> _STATED PROBLEM_:
Copy out all the records, substituting "coordinate pairs" for each "vertex pairs" and leaving everything else unchanged.

> _DATA_:
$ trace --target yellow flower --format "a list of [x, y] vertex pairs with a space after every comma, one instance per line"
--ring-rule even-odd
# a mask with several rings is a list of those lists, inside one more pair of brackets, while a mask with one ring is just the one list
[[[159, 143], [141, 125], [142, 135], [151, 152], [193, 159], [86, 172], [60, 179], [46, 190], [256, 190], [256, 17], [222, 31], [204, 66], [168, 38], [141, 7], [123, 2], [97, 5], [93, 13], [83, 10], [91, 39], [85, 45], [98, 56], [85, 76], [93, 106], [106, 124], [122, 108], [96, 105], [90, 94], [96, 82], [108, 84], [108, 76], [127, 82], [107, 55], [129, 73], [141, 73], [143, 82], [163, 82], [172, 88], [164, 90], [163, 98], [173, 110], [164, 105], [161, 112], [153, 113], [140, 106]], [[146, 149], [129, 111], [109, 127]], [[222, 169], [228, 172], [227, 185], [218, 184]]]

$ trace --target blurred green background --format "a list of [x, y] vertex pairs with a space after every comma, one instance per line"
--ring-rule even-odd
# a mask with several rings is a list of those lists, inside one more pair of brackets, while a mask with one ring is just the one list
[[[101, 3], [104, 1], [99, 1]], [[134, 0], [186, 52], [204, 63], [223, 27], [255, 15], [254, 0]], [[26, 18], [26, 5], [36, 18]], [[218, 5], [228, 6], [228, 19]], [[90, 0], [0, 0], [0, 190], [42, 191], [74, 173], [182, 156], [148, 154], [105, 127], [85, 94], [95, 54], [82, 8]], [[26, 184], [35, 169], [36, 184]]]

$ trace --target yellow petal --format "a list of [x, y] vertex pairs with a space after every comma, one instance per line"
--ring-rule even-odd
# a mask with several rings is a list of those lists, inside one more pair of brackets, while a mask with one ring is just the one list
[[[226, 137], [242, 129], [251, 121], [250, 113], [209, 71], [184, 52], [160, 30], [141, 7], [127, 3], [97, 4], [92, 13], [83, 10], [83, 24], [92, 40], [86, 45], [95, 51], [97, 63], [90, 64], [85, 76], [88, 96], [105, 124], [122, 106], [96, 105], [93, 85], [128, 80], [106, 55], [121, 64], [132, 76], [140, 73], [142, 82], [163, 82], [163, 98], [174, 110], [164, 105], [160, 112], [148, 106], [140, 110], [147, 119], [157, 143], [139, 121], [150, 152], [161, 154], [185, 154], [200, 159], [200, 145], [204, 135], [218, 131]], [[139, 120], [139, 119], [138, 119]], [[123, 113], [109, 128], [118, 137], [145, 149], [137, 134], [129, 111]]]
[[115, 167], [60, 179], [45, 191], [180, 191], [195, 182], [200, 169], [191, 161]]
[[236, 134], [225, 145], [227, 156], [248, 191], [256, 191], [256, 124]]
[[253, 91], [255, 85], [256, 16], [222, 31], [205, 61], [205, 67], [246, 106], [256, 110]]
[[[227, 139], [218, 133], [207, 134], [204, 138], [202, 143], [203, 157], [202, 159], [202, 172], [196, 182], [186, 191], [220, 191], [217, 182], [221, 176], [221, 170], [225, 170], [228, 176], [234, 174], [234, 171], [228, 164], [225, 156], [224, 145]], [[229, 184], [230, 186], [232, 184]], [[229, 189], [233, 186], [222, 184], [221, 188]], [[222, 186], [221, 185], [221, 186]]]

> _SOLUTION FOR THIS EXERCISE_:
$ trace --target yellow flower --format "a list of [x, y] coordinate pairs with a space after every comma, one instance per line"
--ring-rule even-odd
# a mask with several rings is a list of those lists, inside one more pair of brackets, while a mask with one ring is just the one list
[[[159, 143], [141, 125], [142, 135], [151, 152], [193, 159], [86, 172], [60, 179], [46, 190], [256, 190], [256, 17], [222, 31], [204, 66], [168, 38], [141, 7], [123, 2], [97, 5], [93, 13], [83, 10], [91, 39], [85, 45], [98, 56], [85, 76], [93, 106], [106, 124], [122, 108], [96, 105], [90, 94], [96, 82], [108, 84], [108, 76], [127, 82], [107, 55], [129, 73], [141, 73], [143, 82], [163, 82], [172, 88], [164, 90], [163, 98], [173, 110], [164, 105], [161, 112], [153, 113], [140, 106]], [[146, 149], [129, 111], [109, 127]], [[222, 169], [228, 172], [227, 185], [218, 184]]]

$ trace --target blurred green background --format "a list of [x, y] coordinate pairs with a space after every comma, one instance per line"
--ring-rule even-odd
# a mask with several rings is a list of those lists, inside one more pair of brackets, while a mask with one ring is just the one list
[[[101, 3], [104, 1], [99, 1]], [[134, 0], [186, 52], [204, 63], [223, 27], [255, 15], [254, 0]], [[26, 18], [26, 5], [36, 18]], [[218, 5], [228, 6], [228, 19]], [[90, 0], [0, 0], [0, 190], [42, 191], [74, 173], [182, 156], [148, 154], [105, 127], [85, 94], [95, 54], [82, 8]], [[26, 184], [35, 169], [36, 184]]]

$ trace --target yellow petal --format "a list of [x, y] coordinate pairs with a space after every comma, one instance per line"
--ring-rule even-odd
# a mask with several rings is a list of those lists, inside one more pair of brackets, while a mask with one ring is just the one list
[[[226, 137], [242, 129], [251, 121], [250, 113], [209, 71], [184, 52], [160, 30], [141, 7], [127, 3], [97, 4], [92, 13], [83, 10], [83, 24], [92, 40], [86, 45], [95, 51], [97, 63], [90, 64], [85, 76], [88, 96], [105, 124], [122, 106], [96, 105], [93, 85], [128, 80], [106, 55], [121, 64], [132, 76], [140, 73], [142, 82], [163, 82], [163, 98], [174, 110], [164, 105], [160, 112], [148, 106], [140, 110], [147, 119], [157, 143], [139, 121], [150, 152], [161, 154], [185, 154], [200, 159], [200, 145], [204, 135], [218, 131]], [[139, 120], [139, 119], [138, 119]], [[123, 113], [109, 128], [118, 137], [145, 149], [137, 134], [129, 111]]]
[[115, 167], [60, 179], [45, 191], [180, 191], [195, 182], [200, 169], [191, 161]]
[[236, 134], [225, 145], [227, 156], [248, 191], [256, 191], [256, 124]]
[[253, 91], [255, 85], [256, 16], [222, 31], [205, 61], [205, 67], [246, 106], [256, 110]]
[[[227, 139], [218, 133], [207, 134], [204, 138], [202, 143], [203, 157], [202, 159], [202, 172], [196, 182], [186, 191], [220, 191], [217, 182], [221, 176], [221, 170], [225, 170], [228, 176], [234, 174], [234, 171], [228, 164], [225, 156], [224, 145]], [[229, 184], [230, 186], [232, 184]], [[229, 189], [233, 186], [222, 184], [221, 188]], [[222, 186], [221, 185], [221, 186]]]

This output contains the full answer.